(Point-per-instance localization data)
━━━━━━━━━━━━━━━━━━━━
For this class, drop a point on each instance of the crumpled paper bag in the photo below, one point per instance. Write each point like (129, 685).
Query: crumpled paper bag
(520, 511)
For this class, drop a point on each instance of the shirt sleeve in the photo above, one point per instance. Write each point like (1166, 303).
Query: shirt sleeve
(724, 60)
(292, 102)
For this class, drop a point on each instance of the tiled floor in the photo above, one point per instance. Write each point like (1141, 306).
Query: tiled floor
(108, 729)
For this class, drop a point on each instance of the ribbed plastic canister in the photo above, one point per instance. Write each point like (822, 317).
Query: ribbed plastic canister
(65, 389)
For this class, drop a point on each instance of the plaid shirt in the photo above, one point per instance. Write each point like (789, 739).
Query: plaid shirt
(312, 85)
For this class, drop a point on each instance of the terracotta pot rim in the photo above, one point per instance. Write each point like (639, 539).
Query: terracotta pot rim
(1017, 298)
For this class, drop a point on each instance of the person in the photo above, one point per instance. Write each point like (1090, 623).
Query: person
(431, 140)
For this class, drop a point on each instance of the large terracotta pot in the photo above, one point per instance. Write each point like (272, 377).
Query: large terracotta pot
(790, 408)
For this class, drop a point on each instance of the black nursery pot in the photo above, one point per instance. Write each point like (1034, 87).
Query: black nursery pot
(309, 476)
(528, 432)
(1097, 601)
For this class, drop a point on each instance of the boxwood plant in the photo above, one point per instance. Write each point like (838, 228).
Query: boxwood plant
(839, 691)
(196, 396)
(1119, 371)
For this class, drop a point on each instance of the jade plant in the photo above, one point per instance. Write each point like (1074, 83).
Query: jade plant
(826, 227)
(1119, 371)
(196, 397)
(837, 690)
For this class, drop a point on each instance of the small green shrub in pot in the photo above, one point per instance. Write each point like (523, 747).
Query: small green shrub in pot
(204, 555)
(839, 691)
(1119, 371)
━━━━━━━━━━━━━━━━━━━━
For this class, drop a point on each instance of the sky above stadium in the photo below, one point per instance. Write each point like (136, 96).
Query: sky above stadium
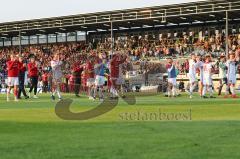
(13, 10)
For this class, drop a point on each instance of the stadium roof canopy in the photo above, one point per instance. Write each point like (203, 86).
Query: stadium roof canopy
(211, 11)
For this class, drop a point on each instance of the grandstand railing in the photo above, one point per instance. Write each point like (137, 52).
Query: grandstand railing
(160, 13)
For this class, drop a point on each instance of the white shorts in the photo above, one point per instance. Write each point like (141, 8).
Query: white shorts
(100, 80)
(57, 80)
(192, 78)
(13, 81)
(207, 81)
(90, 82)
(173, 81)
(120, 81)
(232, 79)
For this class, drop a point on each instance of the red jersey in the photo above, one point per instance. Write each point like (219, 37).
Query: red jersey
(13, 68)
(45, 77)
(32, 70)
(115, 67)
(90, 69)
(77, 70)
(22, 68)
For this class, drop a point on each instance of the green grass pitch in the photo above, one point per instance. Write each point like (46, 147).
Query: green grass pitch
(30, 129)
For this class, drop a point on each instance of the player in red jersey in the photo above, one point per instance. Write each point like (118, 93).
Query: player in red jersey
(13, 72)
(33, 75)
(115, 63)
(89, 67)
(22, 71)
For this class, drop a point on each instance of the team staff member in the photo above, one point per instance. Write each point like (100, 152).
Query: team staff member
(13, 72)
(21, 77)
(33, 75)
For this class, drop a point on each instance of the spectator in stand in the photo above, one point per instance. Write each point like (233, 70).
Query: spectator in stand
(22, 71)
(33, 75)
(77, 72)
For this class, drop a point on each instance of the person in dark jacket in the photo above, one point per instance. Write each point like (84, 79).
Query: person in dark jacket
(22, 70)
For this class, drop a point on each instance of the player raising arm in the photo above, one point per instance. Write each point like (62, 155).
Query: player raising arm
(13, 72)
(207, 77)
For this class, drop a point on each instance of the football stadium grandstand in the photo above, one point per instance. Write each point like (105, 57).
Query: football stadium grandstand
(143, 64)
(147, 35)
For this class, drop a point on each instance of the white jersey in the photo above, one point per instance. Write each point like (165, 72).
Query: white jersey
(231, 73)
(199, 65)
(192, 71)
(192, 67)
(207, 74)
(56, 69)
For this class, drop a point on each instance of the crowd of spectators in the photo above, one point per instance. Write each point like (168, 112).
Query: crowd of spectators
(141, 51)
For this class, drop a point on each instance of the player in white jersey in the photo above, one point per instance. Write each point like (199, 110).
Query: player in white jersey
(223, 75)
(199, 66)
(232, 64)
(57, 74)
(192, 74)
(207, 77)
━━━━━━━━━━━━━━━━━━━━
_Work instruction_: Report how many lines in the data above contain "below", without any other words.

_Output of the task_: 2